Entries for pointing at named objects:
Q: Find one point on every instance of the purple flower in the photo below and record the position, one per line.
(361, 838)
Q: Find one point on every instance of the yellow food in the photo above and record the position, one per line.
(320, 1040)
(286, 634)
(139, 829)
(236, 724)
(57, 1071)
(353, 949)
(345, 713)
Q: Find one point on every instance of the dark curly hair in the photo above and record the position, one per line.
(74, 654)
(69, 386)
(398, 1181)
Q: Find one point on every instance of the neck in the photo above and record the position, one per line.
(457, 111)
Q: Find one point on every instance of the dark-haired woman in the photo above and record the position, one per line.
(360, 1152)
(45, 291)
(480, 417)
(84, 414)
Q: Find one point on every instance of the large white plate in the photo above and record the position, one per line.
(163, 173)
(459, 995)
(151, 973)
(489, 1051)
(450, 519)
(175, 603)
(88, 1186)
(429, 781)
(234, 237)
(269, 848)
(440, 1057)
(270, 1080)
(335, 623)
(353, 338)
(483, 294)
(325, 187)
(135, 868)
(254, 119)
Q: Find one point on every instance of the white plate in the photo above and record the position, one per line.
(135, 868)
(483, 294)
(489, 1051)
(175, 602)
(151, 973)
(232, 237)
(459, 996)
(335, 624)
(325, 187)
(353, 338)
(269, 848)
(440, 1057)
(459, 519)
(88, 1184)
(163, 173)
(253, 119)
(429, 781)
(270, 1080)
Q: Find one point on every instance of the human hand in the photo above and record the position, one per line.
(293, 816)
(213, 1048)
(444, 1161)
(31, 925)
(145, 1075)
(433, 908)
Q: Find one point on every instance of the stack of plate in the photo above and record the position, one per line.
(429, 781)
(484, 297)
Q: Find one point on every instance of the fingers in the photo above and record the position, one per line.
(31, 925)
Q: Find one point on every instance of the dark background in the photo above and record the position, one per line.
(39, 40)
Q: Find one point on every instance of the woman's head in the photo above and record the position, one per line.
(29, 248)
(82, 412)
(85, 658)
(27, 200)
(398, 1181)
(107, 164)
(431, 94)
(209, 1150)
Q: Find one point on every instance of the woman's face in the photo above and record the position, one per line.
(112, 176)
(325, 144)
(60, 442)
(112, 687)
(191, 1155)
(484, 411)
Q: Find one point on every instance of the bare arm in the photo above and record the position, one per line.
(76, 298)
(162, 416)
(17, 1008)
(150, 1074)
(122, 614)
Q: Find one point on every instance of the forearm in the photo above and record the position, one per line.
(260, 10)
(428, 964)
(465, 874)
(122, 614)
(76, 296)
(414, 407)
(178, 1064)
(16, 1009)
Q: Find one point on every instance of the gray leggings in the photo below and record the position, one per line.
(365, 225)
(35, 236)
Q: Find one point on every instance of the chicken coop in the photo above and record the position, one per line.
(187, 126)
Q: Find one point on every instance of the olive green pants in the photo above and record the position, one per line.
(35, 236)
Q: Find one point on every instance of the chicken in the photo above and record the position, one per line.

◆ Problem statement
Copy the material above word for word, every line from start to finish.

◆ Response to the exercise
Q: Find one point on every instance of the purple flower in the photo below and record the position, one per line.
(361, 838)
Q: Find one point on every instance of the yellow food in the photo above and record the position, one per line.
(320, 1040)
(286, 634)
(139, 829)
(236, 724)
(57, 1071)
(353, 949)
(345, 713)
Q: Find one point on every instance of the dark curly hair in the photo above and record the position, one per line.
(74, 654)
(69, 386)
(398, 1181)
Q: Find one point on every instance of the neck in the photo above and record the position, one per line.
(457, 111)
Q: Find one point on every instance of the dark-haired woman in the photo above and record the position, one per line.
(360, 1152)
(45, 291)
(480, 417)
(84, 414)
Q: Find one point on every instance of the large white plate in the photo above and record the position, one per line.
(163, 173)
(459, 995)
(151, 973)
(489, 1051)
(450, 519)
(175, 603)
(88, 1186)
(429, 781)
(234, 237)
(269, 848)
(440, 1057)
(270, 1080)
(335, 623)
(353, 338)
(483, 294)
(325, 187)
(135, 868)
(254, 119)
Q: Find one point on every instance of the white plate in the photo above and record the position, one per line.
(135, 868)
(483, 294)
(489, 1051)
(175, 602)
(151, 973)
(232, 237)
(459, 996)
(335, 624)
(325, 187)
(353, 338)
(269, 848)
(440, 1057)
(459, 519)
(88, 1184)
(163, 173)
(253, 119)
(429, 781)
(270, 1080)
Q: Find one point on every instance of the human hand in the photo above and record the position, one per line.
(293, 816)
(213, 1048)
(444, 1161)
(31, 925)
(145, 1075)
(433, 908)
Q: Find one point on every instance of the stack of plate in the photo above and record the position, one per line.
(429, 781)
(484, 297)
Q: Find one point on every instance of the fingers in the photo above and record the position, one per line.
(31, 925)
Q: Find one point on every instance of the dark background in the photo above and record the position, one per line.
(39, 40)
Q: Find one point on every instance of the woman's head in the photo above and record the position, one per line.
(29, 248)
(82, 412)
(85, 658)
(27, 200)
(398, 1181)
(107, 164)
(431, 94)
(209, 1150)
Q: Find one point on every instance of the woman's face in the photo above and record the position, one per line.
(112, 176)
(325, 144)
(60, 442)
(112, 687)
(191, 1155)
(484, 411)
Q: Find one point on every instance of the bare arm in the photo above and record the position, one per line.
(76, 298)
(162, 416)
(17, 1008)
(150, 1074)
(122, 614)
Q: Find one point on every instance of the forearm in the photo above and record the position, one per line.
(260, 10)
(428, 964)
(465, 874)
(122, 614)
(76, 296)
(414, 407)
(178, 1064)
(16, 1009)
Q: Find one point on every instance of the gray leggings in the photo below and record the position, one per line.
(365, 225)
(35, 236)
Q: Find one point on every instance of the chicken coop in the photo above and record the position, one per line.
(187, 126)
Q: Find one point on every instance of the olive green pants in the photo above and record the position, one per line.
(35, 236)
Q: Find one point on every instance of the chicken in the photo above and record the position, one per line.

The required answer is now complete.